__Selected excerpt__:

So here is the first installment of a new, buttoned up, and possibly less exciting feature, the Round Table, wherein we discuss a comic without coming to blows, though with any luck, we will still find a few things to disagree about to at least somewhat interesting effect. No strict rules here, just an online discussion taking place over real time. Readers should please feel free to participate in the comments section. This is a first time thing, and we haven’t really thought it through, so maybe the event will turn out to be a joyless affair, quickly sputtering into sad banalities. But maybe it won’t! If you believe, clap your hands!

In any case, welcome to the Round Table. Dan is starting the conversation, and will take the lectern shortly.]


DAN: I suspect each of us will have a very different interest in Al Columbia’s Pim & Francie: The Golden Bear Days. Rather than attempt a comprehensive statement, I’m going to look at it from a couple of different angles.

A one line explanation of this book is: Pim & Francie is a book of drawings and stories about two cartoon children. What is resembles is a stack of fragments, sequenced to indicate a few suggestive narrative threads. But its surface is deceptive.

__Dataset content__:
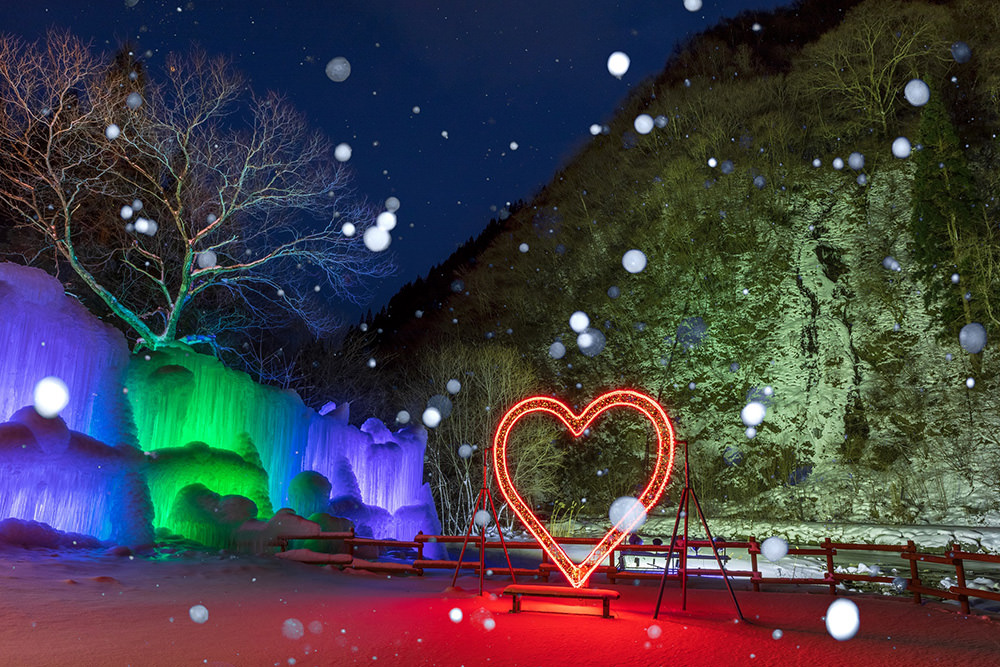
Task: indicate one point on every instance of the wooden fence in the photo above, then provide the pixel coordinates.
(363, 552)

__Goal__: In the Round Table text, which book does Dan begin discussing?

__Answer below__: Al Columbia's Pim & Francie: The Golden Bear Days.